ILTACON 2016 Session: Machine Learning as a Service and the Future of AI and the Law
Daniel Katz, associate professor of Law at Chicago Kent College of Law, opened his Day One ILTACON session by assuring attendees that the days of robot overlords are still a bit further off.
“I’m not about robots replacing lawyers, I’m about placing robots where they aren’t now,” Katz remarked.
Lawyers, technologists and futurists have long been captivated by the promise of AI in the law. As Katz noted, looking at AI in the law needs a reset. In many ways, rules-based AI – or the use of decision trees to guide professional and non-professional users with information – exists today with at-home tax preparation tools.
As Katz described, AI beyond these uses is often “very brittle,” but in a world where driverless cars are a reality, the promise of more complex systems are right around the corner. The difference is that computer systems can now collect data to learn to “mimic or predict what a person will do.” As he noted, now we are merely looking at a big data problem.
To date, optimizing analytics has been more profitable in medicine, finance, logistics and agriculture. According to Katz, the legal industry may be a more “narrow vertical,” but it is incredibly useful, particularly in e-discovery.

_Data shown_

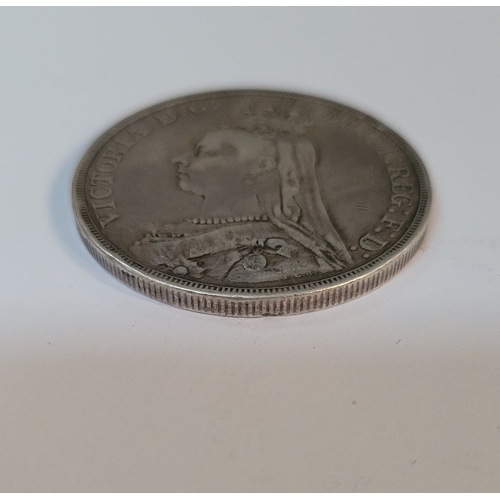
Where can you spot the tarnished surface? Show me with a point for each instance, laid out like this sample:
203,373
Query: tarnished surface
251,203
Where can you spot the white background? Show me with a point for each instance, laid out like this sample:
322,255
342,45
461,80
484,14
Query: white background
102,389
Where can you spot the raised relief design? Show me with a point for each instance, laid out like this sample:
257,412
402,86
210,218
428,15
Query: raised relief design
262,219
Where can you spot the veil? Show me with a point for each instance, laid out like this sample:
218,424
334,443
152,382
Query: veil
299,210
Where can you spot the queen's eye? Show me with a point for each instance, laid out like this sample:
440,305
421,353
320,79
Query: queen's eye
206,152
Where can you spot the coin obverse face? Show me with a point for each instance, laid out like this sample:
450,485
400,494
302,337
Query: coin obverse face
251,203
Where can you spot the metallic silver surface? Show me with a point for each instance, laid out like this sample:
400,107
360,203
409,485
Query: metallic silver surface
251,203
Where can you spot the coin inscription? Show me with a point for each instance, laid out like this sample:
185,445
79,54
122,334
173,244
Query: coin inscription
251,201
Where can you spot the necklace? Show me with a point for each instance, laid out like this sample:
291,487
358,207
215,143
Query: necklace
229,220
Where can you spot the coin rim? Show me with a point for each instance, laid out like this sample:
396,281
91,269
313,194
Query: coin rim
255,301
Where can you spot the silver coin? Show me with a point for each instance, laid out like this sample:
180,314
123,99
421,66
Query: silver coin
251,203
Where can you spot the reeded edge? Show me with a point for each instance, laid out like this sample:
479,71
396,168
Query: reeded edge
252,302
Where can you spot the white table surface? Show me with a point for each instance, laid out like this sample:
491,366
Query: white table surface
102,389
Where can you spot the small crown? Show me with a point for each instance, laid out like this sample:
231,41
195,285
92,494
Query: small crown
273,121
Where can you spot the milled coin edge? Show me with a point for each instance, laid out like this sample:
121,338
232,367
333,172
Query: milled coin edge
253,302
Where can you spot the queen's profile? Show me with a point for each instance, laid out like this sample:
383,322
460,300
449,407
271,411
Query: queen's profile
262,219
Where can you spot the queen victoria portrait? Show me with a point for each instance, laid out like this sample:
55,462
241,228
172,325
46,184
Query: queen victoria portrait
262,218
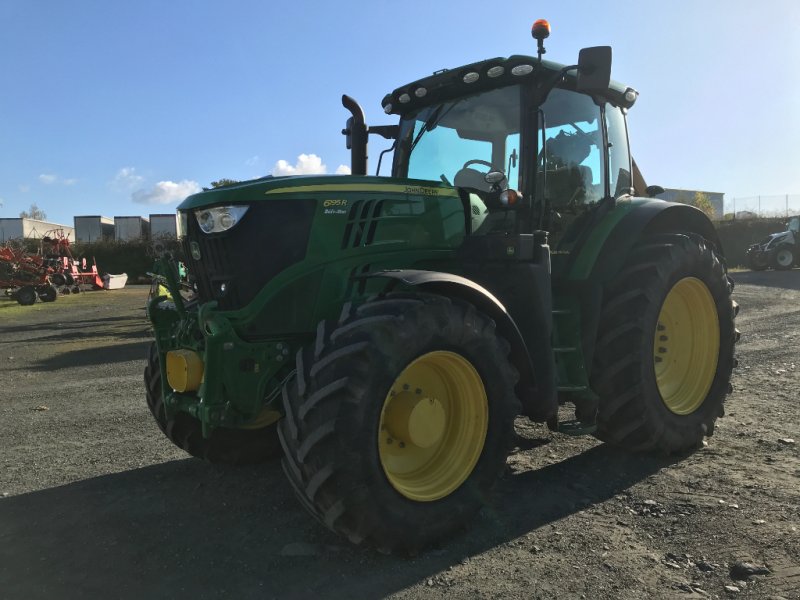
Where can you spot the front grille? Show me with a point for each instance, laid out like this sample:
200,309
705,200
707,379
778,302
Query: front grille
236,264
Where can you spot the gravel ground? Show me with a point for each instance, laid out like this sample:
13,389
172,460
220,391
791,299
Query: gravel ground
96,503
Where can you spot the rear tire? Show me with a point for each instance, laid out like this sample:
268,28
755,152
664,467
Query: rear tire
354,453
783,258
229,446
665,347
47,293
26,295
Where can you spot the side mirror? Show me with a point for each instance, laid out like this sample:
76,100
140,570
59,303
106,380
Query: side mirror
594,68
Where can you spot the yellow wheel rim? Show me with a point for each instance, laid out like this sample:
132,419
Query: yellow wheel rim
433,426
686,346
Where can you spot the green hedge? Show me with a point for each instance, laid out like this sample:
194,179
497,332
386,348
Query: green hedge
136,259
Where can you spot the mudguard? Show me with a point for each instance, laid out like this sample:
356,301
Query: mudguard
536,386
609,242
611,239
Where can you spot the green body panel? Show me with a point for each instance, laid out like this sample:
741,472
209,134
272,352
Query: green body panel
248,352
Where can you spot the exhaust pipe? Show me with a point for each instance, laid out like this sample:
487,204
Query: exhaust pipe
356,134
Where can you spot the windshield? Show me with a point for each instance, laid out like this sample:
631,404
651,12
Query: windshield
459,142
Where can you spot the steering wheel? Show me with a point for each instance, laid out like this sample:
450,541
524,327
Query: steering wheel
478,161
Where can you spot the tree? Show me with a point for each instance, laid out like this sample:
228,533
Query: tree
703,202
34,212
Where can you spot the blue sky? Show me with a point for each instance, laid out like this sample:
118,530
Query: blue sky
122,108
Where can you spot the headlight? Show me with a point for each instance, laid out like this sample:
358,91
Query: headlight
219,218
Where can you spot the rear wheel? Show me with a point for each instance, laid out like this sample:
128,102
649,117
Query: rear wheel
783,258
26,295
231,446
399,420
665,348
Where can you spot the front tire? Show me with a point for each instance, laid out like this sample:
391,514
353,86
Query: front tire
228,446
665,347
783,258
757,262
399,420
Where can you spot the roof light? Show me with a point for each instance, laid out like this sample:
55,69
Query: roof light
496,71
520,70
471,77
540,29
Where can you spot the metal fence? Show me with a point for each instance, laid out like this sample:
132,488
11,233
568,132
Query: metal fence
762,206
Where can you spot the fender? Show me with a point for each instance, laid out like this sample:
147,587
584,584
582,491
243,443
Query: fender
610,242
536,386
611,239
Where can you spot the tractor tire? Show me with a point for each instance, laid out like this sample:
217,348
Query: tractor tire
228,446
58,279
399,420
665,346
757,262
783,258
25,295
47,293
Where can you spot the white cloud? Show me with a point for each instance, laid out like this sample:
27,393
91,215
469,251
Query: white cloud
307,164
50,179
127,178
166,192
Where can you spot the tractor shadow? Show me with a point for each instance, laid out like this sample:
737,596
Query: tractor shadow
92,356
185,528
787,280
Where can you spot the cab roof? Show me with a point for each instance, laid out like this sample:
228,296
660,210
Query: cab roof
484,75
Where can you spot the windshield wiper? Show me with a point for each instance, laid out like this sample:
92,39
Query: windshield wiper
432,121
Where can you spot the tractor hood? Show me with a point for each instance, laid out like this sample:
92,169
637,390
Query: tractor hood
258,190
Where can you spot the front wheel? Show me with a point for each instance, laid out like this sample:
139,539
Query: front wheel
757,262
665,346
47,293
783,258
230,446
399,420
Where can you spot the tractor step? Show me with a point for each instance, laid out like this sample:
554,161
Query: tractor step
576,428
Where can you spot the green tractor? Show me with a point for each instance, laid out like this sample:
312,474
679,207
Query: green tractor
382,334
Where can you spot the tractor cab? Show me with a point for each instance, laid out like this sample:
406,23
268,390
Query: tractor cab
530,145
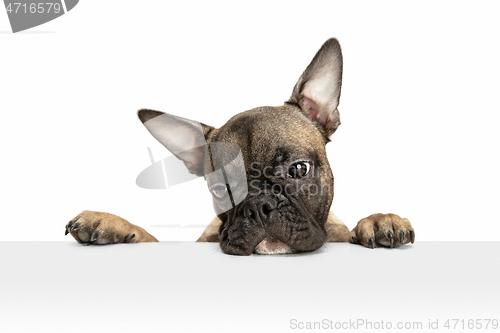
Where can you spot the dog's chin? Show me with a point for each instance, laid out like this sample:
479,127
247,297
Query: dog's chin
270,245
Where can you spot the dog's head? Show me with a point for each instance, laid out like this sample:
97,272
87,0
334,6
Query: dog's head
266,168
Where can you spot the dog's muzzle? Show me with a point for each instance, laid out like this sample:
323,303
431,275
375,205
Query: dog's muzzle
261,208
270,245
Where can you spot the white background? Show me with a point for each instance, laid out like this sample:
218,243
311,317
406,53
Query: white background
419,107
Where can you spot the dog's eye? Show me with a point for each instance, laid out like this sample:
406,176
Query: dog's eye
219,191
299,170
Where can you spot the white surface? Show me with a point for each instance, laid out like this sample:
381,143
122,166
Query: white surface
193,287
419,107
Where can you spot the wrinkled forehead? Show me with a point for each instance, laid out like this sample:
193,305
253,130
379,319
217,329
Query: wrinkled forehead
270,135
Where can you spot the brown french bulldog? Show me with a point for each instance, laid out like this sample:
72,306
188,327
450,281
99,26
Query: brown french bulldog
276,197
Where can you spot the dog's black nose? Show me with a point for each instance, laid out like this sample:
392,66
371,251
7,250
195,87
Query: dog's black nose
260,207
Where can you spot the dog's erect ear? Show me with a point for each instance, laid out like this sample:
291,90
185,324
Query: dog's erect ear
185,138
318,90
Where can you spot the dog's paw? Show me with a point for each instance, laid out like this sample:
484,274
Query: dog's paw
100,228
387,230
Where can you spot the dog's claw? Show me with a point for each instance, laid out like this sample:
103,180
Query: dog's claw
74,226
129,238
94,236
372,243
391,237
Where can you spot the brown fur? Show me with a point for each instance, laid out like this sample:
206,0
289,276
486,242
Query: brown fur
303,126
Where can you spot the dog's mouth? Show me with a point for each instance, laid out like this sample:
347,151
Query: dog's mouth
270,245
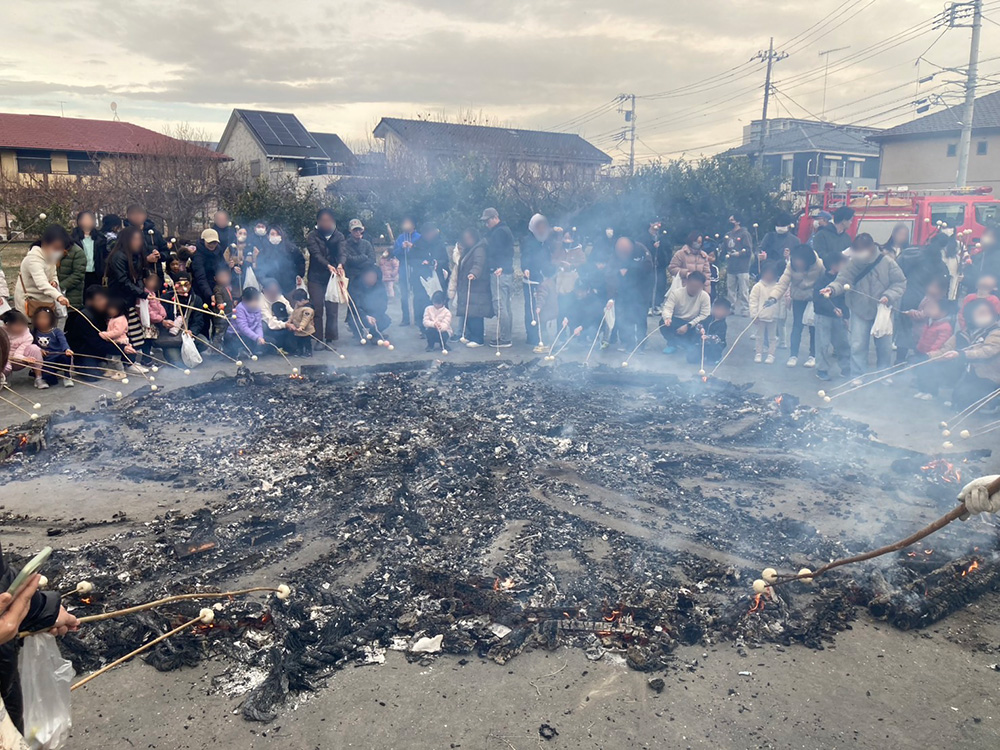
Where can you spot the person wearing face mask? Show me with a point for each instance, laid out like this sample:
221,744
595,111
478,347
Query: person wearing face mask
738,246
777,246
873,279
831,237
37,283
985,260
691,258
326,257
234,256
535,265
280,260
975,353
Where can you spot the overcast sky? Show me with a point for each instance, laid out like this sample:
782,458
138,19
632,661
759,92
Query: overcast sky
341,65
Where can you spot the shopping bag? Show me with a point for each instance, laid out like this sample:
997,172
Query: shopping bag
334,292
189,350
45,682
250,279
882,326
809,314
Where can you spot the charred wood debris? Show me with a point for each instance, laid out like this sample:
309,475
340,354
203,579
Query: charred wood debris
486,509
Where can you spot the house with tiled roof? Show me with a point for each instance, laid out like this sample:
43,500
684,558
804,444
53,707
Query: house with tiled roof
803,152
923,154
43,147
550,156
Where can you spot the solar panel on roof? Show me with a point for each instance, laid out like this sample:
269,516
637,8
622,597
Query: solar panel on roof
274,129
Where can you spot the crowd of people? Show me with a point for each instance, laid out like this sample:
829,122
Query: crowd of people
110,298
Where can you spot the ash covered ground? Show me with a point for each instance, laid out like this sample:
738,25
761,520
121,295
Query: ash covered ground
509,508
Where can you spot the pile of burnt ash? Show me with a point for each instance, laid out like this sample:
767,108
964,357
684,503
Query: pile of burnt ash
471,510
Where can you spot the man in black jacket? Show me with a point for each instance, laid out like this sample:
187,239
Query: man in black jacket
156,245
29,610
500,262
371,302
326,256
831,238
203,264
224,228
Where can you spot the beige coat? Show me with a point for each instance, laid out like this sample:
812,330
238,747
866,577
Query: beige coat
38,280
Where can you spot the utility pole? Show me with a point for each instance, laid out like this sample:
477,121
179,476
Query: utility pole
826,72
630,120
960,12
770,57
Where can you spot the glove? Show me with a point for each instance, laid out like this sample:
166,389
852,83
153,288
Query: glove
977,498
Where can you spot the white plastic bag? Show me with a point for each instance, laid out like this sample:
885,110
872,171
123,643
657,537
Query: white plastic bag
334,293
45,682
189,350
250,279
144,313
809,314
882,326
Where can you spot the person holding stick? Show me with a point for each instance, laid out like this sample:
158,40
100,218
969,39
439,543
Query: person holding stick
535,265
475,297
871,279
27,609
326,257
437,323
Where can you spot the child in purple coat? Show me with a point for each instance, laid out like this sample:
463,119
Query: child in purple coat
246,334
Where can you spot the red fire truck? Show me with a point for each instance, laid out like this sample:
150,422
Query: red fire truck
966,210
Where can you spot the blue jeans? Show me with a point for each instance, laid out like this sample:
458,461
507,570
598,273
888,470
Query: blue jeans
860,334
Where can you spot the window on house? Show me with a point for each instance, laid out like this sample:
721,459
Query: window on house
34,162
82,164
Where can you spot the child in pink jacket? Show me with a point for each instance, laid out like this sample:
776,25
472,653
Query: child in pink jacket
437,318
23,350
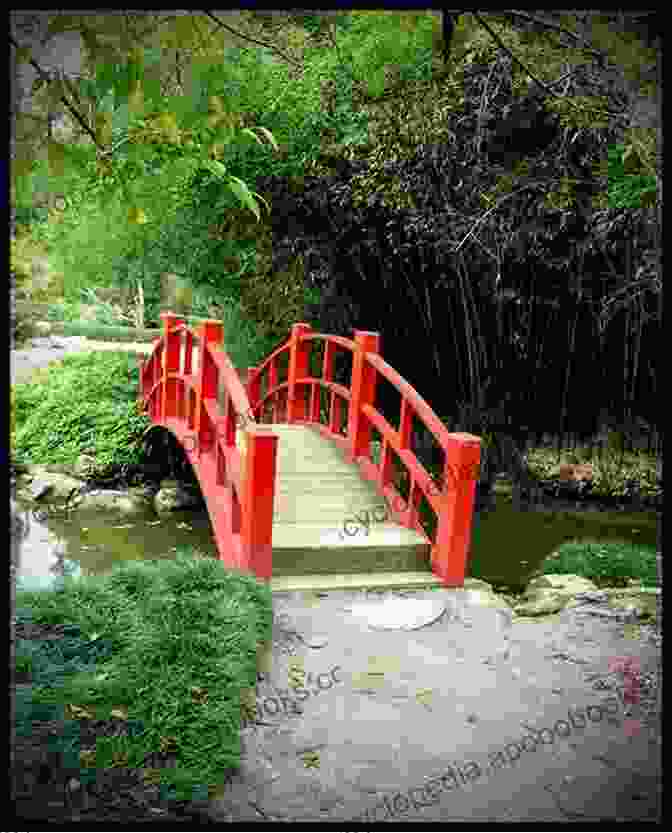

_Tasks to carry out_
- 1) In the ILTACON session write-up, which fields have so far seen more profit from optimizing analytics?
- 2) Continue the ILTACON session write-up from its final sentence.

_Exercise answers_
- 1) Medicine, finance, logistics and agriculture.

- 2)
As Katz noted, big data and analytics is often a frightening space for lawyers, but it has been deployed in many ways, like predictive coding, transactional work and more. He noted that predictions can come from three sources: experts, crowds and algorithms.
“We need to evaluate experts and somehow benchmark their expertise,” Katz said, adding that frequent Fantasy SCOTUS winner Jacob Berlove, who is not an attorney, has figured out how to harness this ability. As Katz described, the future of AI in the law is about finding “a way for the signal to beat the noise.”
As he assured attendees, being an expert, or just having an algorithm, alone isn’t enough, the real power is having both. This certainly doesn’t look like a future worth fearing.
“The democratization of machine learning is on the way,” Katz said.